### Directions for this task
Reproduce the following text on aging research, word for word and in full.

### Text
Summary Average human lifespan has increased remarkably in the last century and continues to rise, albeit more slowly. Much of this rise is due to medical advances that postpone, treat or prevent certain age-related pathologies. Nonetheless, many older people face years of disability, with enormous human and economic costs. What are the prospects for human health spans and longevity? Recent advances in aging research have identified a few basic mechanisms that appear to drive aging in complex organisms, including humans. Judith Campisi from the Buck Institute of Age Research in Berkeley will discuss one of these mechanisms – a multifaceted stress response – and the prospects for interventions that have the pote...ntial to extend the years of healthy life by manipulating this response. She will also discuss the much-debated prospect of extending longevity or absolute years of life.

Judith Campisi received a PhD in Biochemistry from the State University of New York at Stony Brook, and postdoctoral training in cell cycle regulation at the Dana-Farber Cancer Institute and Harvard Medical School. As an Assistant Professor at the Boston University Medical School, she studied the role of cellular senescence in suppressing cancer, and soon became convinced that senescent cells also contributed to aging. She left Boston University as an Associate Professor to become a Senior Scientist at the Lawrence Berkeley National Laboratory in 1991. In 2002, she started a second laboratory at the Buck Institute for Age Research, where she is a Professor. At both institutions, Campisi established a broad program to understand the relationship between aging and age-related disease, with an emphasis on the interface between cancer and aging. Her laboratory made several pioneering discoveries in these areas, and her research continues to challenge and alter existing paradigms.

### Provided material
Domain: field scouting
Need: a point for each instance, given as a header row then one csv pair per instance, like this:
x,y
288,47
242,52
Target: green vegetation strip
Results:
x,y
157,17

### Result
Summary Average human lifespan has increased remarkably in the last century and continues to rise, albeit more slowly. Much of this rise is due to medical advances that postpone, treat or prevent certain age-related pathologies. Nonetheless, many older people face years of disability, with enormous human and economic costs. What are the prospects for human health spans and longevity? Recent advances in aging research have identified a few basic mechanisms that appear to drive aging in complex organisms, including humans. Judith Campisi from the Buck Institute of Age Research in Berkeley will discuss one of these mechanisms – a multifaceted stress response – and the prospects for interventions that have the pote...ntial to extend the years of healthy life by manipulating this response. She will also discuss the much-debated prospect of extending longevity or absolute years of life.

Judith Campisi received a PhD in Biochemistry from the State University of New York at Stony Brook, and postdoctoral training in cell cycle regulation at the Dana-Farber Cancer Institute and Harvard Medical School. As an Assistant Professor at the Boston University Medical School, she studied the role of cellular senescence in suppressing cancer, and soon became convinced that senescent cells also contributed to aging. She left Boston University as an Associate Professor to become a Senior Scientist at the Lawrence Berkeley National Laboratory in 1991. In 2002, she started a second laboratory at the Buck Institute for Age Research, where she is a Professor. At both institutions, Campisi established a broad program to understand the relationship between aging and age-related disease, with an emphasis on the interface between cancer and aging. Her laboratory made several pioneering discoveries in these areas, and her research continues to challenge and alter existing paradigms.